* BEGIN Listing *

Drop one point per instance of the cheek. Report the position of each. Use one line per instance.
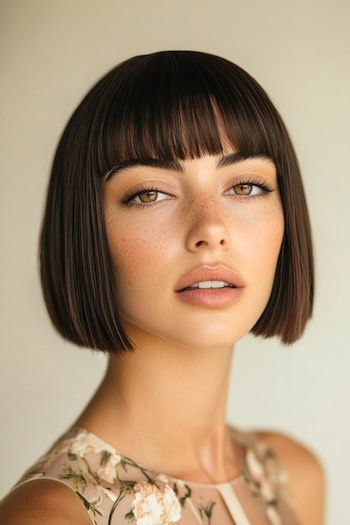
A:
(263, 246)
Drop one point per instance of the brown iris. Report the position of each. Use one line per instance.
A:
(148, 193)
(243, 189)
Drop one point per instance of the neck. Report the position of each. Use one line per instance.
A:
(164, 405)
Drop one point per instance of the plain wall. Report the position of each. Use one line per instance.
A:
(52, 52)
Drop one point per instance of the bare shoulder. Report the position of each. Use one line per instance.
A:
(306, 475)
(39, 502)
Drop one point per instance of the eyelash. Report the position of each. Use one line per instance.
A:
(262, 185)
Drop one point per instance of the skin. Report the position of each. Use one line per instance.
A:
(198, 219)
(177, 380)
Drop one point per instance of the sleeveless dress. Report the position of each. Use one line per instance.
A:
(116, 490)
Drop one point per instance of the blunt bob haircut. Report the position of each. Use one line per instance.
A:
(161, 105)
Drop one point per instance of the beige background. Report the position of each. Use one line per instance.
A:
(52, 52)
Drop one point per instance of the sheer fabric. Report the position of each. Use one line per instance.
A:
(116, 490)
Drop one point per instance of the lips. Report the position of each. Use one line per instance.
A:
(210, 273)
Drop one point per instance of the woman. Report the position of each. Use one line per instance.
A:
(175, 224)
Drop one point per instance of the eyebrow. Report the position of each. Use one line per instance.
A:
(175, 165)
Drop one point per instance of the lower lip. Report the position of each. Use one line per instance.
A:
(211, 297)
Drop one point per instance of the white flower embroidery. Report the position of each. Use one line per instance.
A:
(154, 506)
(83, 443)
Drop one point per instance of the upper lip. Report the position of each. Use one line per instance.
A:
(218, 272)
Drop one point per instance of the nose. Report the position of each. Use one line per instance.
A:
(209, 229)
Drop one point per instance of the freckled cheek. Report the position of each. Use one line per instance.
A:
(137, 255)
(262, 244)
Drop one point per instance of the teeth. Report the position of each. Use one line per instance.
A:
(210, 284)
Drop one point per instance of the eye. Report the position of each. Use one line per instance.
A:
(147, 197)
(250, 189)
(245, 190)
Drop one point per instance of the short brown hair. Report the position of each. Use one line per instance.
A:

* END Listing *

__What the task requires__
Convert the lines above into a JSON list of strings, one string per line and with blank lines omitted, starting at the line that contains "Drop one point per instance of the teeth." and continuing through the final line.

__Solution for this problem__
[
  "Drop one point per instance of the teeth. Report the position of each. Use one line per instance.",
  "A:",
  "(210, 284)",
  "Drop one point per instance of the eye. Report the position of each. Use one line per instance.",
  "A:",
  "(147, 197)",
  "(250, 189)",
  "(245, 190)",
  "Drop one point per instance of the short brown hair. Report the position of each. Use one line per instance.",
  "A:"
]